Stored records

◇ ◇ ◇

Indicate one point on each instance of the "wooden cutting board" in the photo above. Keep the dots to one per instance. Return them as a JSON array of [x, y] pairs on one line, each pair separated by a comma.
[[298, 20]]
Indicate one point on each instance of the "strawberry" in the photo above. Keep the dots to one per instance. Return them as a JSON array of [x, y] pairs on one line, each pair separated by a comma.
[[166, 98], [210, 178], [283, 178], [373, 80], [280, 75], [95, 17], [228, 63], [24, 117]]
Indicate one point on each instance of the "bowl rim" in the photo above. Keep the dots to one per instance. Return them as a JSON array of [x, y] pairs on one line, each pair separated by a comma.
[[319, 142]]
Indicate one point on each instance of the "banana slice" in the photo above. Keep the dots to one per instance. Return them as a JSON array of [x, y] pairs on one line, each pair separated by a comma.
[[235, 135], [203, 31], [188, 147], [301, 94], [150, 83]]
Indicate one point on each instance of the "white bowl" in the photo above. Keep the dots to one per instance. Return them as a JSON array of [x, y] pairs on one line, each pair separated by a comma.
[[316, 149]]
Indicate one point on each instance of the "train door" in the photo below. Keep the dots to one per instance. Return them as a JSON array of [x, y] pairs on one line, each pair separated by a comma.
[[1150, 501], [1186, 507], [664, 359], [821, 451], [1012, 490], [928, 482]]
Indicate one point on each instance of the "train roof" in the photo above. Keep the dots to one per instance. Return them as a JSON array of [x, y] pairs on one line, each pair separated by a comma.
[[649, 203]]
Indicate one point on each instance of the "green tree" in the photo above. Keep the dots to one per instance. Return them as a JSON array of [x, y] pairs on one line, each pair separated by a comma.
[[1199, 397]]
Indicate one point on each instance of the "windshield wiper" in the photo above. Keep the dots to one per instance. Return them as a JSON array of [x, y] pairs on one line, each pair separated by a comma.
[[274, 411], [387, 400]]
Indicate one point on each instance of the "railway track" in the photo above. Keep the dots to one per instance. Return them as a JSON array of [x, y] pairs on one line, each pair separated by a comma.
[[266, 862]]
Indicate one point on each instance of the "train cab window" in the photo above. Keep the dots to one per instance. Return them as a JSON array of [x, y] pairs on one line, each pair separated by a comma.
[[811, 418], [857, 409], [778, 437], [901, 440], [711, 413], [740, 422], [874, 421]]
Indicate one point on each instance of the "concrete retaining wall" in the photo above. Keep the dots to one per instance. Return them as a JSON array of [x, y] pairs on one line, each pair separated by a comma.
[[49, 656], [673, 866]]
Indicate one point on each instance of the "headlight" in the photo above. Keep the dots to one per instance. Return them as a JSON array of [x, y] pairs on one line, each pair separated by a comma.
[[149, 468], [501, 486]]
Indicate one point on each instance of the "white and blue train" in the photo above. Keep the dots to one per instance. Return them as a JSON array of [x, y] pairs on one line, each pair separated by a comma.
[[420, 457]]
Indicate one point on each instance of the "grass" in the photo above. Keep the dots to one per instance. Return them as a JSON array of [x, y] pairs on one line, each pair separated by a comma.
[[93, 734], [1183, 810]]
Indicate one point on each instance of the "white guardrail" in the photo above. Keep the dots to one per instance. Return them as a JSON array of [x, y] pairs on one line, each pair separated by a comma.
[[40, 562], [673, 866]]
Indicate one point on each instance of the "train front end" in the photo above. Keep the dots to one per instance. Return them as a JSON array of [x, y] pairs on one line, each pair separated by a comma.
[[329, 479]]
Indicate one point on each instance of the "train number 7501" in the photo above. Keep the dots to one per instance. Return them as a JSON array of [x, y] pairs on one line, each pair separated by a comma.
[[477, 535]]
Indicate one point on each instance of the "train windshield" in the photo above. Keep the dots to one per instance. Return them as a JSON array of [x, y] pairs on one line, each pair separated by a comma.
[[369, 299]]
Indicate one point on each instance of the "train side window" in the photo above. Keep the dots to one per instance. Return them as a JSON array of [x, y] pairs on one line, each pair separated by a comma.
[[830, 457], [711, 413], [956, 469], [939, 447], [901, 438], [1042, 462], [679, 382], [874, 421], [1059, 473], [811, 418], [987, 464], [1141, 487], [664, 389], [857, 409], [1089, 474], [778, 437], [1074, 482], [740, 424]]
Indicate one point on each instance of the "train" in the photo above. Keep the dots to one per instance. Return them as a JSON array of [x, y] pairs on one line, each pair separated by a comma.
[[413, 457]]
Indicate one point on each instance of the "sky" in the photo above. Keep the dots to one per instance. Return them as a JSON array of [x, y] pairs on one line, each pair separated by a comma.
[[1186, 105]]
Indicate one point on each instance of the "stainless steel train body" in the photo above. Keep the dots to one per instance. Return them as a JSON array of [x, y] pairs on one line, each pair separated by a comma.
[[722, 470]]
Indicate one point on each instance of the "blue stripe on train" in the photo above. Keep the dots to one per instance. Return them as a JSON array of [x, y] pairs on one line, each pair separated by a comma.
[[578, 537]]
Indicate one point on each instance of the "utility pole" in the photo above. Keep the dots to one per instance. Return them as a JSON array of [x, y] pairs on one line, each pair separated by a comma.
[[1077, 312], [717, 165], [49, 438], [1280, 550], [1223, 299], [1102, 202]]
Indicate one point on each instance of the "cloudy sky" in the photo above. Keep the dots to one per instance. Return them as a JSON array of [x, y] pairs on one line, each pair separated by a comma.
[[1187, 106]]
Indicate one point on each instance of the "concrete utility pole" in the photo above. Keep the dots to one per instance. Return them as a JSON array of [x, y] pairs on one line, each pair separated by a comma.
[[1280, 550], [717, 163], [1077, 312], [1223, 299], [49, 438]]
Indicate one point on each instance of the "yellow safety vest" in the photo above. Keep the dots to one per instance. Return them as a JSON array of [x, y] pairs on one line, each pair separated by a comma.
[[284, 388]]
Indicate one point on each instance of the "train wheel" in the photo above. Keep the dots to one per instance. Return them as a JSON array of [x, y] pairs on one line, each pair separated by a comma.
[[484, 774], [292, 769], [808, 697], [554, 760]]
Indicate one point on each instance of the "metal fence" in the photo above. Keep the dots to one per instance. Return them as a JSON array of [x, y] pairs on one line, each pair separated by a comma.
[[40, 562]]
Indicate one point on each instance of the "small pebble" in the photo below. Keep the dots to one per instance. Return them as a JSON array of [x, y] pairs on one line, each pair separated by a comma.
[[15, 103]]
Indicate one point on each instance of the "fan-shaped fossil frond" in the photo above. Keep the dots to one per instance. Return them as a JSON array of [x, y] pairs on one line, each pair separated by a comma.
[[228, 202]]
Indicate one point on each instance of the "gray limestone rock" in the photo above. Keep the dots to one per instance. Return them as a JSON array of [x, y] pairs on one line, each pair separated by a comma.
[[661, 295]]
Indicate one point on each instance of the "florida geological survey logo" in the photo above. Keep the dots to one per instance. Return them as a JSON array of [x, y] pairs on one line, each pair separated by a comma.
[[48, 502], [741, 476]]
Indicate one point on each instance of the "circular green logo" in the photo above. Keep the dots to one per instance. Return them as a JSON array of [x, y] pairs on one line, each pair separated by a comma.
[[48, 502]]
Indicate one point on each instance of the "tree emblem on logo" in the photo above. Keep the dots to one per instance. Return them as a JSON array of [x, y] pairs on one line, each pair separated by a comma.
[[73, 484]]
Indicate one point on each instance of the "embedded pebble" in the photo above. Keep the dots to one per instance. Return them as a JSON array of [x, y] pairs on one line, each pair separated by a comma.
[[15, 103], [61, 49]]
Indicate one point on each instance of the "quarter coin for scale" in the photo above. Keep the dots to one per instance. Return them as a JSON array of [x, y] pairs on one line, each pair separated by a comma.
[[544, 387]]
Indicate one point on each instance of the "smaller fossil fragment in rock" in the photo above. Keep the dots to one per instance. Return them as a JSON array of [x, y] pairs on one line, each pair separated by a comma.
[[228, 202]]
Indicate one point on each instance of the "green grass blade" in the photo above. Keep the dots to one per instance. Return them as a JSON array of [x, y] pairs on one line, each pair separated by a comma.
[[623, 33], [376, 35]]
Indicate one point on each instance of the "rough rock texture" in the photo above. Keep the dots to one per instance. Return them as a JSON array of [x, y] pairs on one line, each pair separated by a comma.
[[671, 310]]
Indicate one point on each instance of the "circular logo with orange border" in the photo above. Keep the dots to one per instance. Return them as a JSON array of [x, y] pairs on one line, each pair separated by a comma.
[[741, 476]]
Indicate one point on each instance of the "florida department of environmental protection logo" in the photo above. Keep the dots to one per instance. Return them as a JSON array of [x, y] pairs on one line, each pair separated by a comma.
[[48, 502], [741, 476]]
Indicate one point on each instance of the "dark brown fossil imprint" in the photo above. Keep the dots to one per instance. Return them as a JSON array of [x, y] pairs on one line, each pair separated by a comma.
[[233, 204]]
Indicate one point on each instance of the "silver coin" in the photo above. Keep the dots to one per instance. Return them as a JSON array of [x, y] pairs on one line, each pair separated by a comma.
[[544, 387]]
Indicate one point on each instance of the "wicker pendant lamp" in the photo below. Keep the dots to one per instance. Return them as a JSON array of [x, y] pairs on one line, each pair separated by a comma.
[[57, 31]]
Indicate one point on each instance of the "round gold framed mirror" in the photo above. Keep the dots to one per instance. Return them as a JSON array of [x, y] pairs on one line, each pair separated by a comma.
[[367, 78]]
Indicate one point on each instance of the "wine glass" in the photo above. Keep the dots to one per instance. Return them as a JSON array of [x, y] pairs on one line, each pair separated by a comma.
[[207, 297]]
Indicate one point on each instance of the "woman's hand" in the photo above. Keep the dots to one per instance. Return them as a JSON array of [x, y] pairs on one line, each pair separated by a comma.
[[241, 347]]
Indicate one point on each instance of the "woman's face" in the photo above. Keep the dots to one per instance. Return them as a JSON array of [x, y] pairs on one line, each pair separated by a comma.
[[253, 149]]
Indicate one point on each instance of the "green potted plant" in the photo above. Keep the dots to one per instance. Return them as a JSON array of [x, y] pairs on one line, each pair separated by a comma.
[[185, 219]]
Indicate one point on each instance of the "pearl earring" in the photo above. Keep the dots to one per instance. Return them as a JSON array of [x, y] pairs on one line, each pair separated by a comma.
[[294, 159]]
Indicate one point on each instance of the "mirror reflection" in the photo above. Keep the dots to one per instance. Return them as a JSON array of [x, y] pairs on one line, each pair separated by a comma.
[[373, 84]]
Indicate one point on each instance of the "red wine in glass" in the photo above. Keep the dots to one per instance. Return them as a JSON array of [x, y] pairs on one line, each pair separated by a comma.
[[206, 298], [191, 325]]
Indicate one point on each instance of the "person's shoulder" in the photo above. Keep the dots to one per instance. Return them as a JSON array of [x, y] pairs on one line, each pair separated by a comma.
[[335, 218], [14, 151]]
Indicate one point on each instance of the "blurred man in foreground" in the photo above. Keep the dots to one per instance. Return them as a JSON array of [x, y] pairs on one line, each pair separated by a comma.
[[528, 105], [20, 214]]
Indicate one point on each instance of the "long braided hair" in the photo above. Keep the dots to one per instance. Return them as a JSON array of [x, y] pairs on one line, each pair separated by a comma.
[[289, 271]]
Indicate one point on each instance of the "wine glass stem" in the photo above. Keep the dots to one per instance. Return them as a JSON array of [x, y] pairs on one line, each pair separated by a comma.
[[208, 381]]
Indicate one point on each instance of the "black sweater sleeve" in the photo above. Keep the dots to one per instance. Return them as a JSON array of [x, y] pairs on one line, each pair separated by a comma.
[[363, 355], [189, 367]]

◇ ◇ ◇

* [WRITTEN EXERCISE]:
Can you repeat the rows from the start through the line containing "[[319, 142]]", putting "raspberry" in place of "strawberry" and keeping everything else the same?

* [WORKED ANSWER]:
Indicate one point on each instance of the "wooden cutting board" in the photo above. Keep the dots to one per instance. Return them as a JSON array of [x, y] pairs on one line, each pair separated by a comma.
[[298, 20]]
Indicate one point on each instance of the "raspberry" in the photo above. Keep the dots to one per instance. Return them as a JSON array of [x, y] pairs on one line, each pair separated by a comma.
[[166, 98], [210, 178], [283, 178], [373, 80], [280, 75], [95, 17], [228, 63], [24, 117]]
Indicate one point on each instance of the "bowl rim" in the photo above. Keep the dots to one per instance. Return them as a JSON array of [x, y] pairs on one line, each pair separated by a comma.
[[319, 142]]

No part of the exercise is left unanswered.